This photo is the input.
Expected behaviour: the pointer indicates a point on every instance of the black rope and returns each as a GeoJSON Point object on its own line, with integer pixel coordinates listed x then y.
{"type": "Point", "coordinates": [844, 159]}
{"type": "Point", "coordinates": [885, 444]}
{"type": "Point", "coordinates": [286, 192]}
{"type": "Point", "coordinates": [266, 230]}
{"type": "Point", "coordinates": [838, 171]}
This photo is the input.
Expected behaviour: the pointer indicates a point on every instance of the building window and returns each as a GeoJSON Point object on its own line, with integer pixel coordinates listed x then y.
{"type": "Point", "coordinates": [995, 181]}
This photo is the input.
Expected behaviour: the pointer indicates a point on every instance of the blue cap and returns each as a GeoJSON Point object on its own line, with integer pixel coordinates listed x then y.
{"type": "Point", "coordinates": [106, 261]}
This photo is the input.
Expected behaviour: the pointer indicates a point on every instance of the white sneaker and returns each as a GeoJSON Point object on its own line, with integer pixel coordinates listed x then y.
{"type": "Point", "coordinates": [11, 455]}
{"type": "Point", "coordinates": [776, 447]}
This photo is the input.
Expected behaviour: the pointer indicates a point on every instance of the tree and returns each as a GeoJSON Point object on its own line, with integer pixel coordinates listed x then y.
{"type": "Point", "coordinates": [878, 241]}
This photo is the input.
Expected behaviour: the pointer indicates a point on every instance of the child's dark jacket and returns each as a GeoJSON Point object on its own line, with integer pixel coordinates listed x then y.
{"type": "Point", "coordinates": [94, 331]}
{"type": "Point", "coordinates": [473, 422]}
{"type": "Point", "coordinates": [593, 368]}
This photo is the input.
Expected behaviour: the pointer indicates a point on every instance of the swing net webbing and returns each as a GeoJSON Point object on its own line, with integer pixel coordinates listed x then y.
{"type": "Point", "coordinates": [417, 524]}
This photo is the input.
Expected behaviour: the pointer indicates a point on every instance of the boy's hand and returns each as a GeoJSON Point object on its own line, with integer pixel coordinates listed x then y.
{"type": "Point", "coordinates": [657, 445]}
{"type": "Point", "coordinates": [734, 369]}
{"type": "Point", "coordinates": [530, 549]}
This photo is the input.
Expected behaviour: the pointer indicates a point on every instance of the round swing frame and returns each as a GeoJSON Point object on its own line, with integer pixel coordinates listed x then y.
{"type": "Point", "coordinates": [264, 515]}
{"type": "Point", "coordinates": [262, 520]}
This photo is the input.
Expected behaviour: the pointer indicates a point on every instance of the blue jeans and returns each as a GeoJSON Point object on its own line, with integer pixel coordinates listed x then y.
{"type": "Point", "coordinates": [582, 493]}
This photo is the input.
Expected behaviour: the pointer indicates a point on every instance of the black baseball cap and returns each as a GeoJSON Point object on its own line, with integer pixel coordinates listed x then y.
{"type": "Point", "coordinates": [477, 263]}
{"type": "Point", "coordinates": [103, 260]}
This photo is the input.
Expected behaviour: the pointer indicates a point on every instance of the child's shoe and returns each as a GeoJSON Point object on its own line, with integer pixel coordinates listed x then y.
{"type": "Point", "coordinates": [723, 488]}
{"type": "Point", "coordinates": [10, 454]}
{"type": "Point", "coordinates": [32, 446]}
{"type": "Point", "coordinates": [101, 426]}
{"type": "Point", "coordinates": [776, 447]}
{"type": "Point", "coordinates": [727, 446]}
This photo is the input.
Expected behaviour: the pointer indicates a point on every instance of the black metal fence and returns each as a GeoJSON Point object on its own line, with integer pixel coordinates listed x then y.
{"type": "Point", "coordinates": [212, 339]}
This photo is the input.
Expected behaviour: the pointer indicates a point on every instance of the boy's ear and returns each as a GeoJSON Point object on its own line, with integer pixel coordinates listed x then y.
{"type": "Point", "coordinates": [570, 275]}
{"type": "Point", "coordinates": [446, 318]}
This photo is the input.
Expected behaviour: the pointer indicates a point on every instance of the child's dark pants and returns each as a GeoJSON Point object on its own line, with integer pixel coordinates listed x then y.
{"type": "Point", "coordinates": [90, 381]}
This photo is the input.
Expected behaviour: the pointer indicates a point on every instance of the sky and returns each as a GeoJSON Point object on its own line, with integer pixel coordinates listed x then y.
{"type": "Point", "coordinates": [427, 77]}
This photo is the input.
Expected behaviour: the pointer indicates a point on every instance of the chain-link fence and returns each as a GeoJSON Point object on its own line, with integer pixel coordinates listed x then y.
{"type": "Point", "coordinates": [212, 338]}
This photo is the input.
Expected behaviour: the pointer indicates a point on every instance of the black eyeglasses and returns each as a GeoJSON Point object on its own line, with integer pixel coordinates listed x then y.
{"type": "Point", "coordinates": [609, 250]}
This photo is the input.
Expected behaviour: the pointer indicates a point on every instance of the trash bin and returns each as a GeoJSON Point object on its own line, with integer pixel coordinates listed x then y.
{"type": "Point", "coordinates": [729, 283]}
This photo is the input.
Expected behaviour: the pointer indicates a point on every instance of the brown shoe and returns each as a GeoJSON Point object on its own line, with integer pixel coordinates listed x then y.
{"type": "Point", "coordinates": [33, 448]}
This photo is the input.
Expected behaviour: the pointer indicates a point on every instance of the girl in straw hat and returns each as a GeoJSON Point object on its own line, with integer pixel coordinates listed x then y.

THE REQUEST. Pull out every line of the records above that contains the word "dark", matching case exactly.

EXERCISE ANSWER.
Expected behaviour: the pointer indicates a point on every instance of the child's dark jacket and returns each as a GeoJSON Point object on its own line, with integer pixel coordinates listed x then y.
Expected behaviour: the pointer indicates a point on every instance of the child's dark pants and returns each as a GeoJSON Point object on its own line, with integer pixel coordinates listed x then y.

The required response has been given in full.